§ TEXT UNDER STUDY:
Problem set 5

due Friday, December 8 at 11:59pm

Estimated time: 6 hours

Allocate about 1 hour per problem, though some will take longer than others. You may need more time if programming is completely new to you, or less if you have some experience already.

Instructions: Upload your .ipynb notebook to gradescope by 11:59pm on the due date.

Note that each problem will be graded according to this rubric. Solutions that include packages or functions not covered in this course will recieve a score no higher than 2.
You may collaborate with any of your classmates, but you must write your own code/solutions, understand all parts of the problem, and name your collaborators.
You should also cite any outside sources you consulted, like Stack Overflow or ChatGPT, with a comment near the relevant lines of code (see example below). Recycled code that has not been cited will be considered plagerism and receive a zero.

# code here was inspired by user2554330 on stack overflow: 
# https://stackoverflow.com/questions/69091812/is-everything-a-vector-in-r

As always, create a new colab R notebook. Include the title “Problem set 5”, your name, the date, and any collaborators somewhere at the top.

Dataset Information

You will work with the verbs dataset, part of the languageR package. This dataset is a simplified version of the dative dataset, which is described as follows:

Data describing the realization of the dative as NP or PP in the Switchboard corpus and the Treebank Wall Street Journal collection.

§ INFORMATION GIVEN:
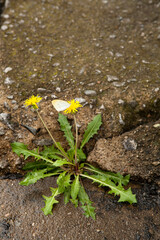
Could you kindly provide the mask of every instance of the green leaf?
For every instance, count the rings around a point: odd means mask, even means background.
[[[65,191],[65,188],[70,186],[70,174],[66,175],[66,171],[61,173],[59,177],[57,178],[57,184],[58,184],[58,189],[60,193],[63,193]]]
[[[105,181],[105,179],[110,179],[110,180],[114,181],[115,184],[121,182],[124,186],[126,186],[129,183],[130,175],[123,177],[120,173],[112,173],[112,172],[102,171],[101,169],[96,168],[88,163],[86,165],[89,167],[85,167],[85,169],[102,175],[104,177],[104,181]]]
[[[52,195],[50,197],[42,196],[45,199],[45,207],[42,208],[42,211],[44,212],[45,215],[48,214],[53,214],[52,213],[52,208],[53,204],[58,203],[58,201],[55,199],[57,195],[59,195],[58,188],[50,188]]]
[[[63,166],[64,164],[74,165],[73,163],[68,162],[68,161],[65,160],[65,159],[57,160],[57,161],[53,162],[53,166],[56,166],[56,167]]]
[[[86,160],[86,155],[85,155],[85,153],[83,152],[82,149],[77,149],[77,158],[80,162]]]
[[[63,154],[63,156],[64,156],[65,158],[69,159],[69,157],[68,157],[67,153],[65,152],[65,150],[63,149],[61,143],[60,143],[60,142],[56,142],[56,144],[57,144],[59,150],[61,151],[61,154]]]
[[[48,171],[48,169],[46,168],[46,169],[34,170],[32,172],[28,172],[25,179],[22,180],[19,184],[28,186],[30,184],[36,183],[38,180],[40,180],[42,178],[57,175],[62,170],[56,168],[55,171],[53,171],[52,173],[46,173],[47,171]]]
[[[73,162],[73,159],[74,159],[74,154],[75,154],[75,148],[70,148],[68,151],[67,151],[67,154],[69,156],[69,159]]]
[[[131,189],[129,188],[125,190],[122,187],[121,183],[119,183],[119,185],[117,186],[110,179],[104,179],[104,177],[101,175],[88,175],[87,173],[80,175],[88,179],[91,179],[93,182],[99,183],[100,186],[109,187],[111,191],[109,191],[108,193],[110,194],[114,193],[115,196],[116,195],[120,196],[119,202],[129,202],[130,204],[137,202],[136,196],[135,194],[132,193]]]
[[[84,133],[83,140],[81,142],[81,147],[80,148],[83,148],[84,145],[89,141],[89,139],[92,138],[93,135],[97,133],[97,131],[99,130],[101,124],[102,124],[101,114],[98,114],[88,124],[87,129],[86,129],[86,131]]]
[[[71,197],[71,187],[68,186],[64,191],[64,203],[67,204]]]
[[[75,176],[75,179],[71,185],[71,197],[76,200],[80,188],[79,175]]]
[[[21,154],[24,156],[25,159],[27,159],[28,157],[34,157],[35,159],[39,160],[39,159],[43,159],[46,162],[52,163],[53,161],[51,161],[48,158],[45,158],[43,156],[41,156],[38,152],[39,150],[28,150],[27,149],[27,145],[24,145],[23,143],[20,142],[14,142],[11,143],[11,147],[13,152],[15,152],[18,156],[20,156]]]
[[[45,158],[59,159],[60,157],[58,155],[62,156],[62,153],[58,149],[56,149],[54,145],[52,145],[49,147],[44,146],[44,150],[40,152],[40,155]]]
[[[68,144],[71,148],[74,148],[74,137],[71,131],[71,126],[67,120],[67,117],[59,113],[58,121],[60,123],[61,130],[64,132],[64,135],[68,141]]]
[[[81,208],[84,210],[84,215],[95,220],[95,208],[92,206],[92,202],[89,200],[88,194],[82,185],[80,185],[78,198],[82,204]]]
[[[26,163],[25,166],[23,167],[23,170],[43,169],[47,167],[53,167],[53,165],[45,161],[36,161],[36,162],[34,161],[34,162]]]
[[[78,199],[70,199],[70,201],[74,204],[75,207],[78,207]]]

§ WORK REQUEST:
Update the problem set by rewriting everything from "Dataset Information" down to "Street Journal collection.", with "simplified version" changed to "condensed version".

§ RESULT BELOW:
Dataset Information

You will work with the verbs dataset, part of the languageR package. This dataset is a condensed version of the dative dataset, which is described as follows:

Data describing the realization of the dative as NP or PP in the Switchboard corpus and the Treebank Wall Street Journal collection.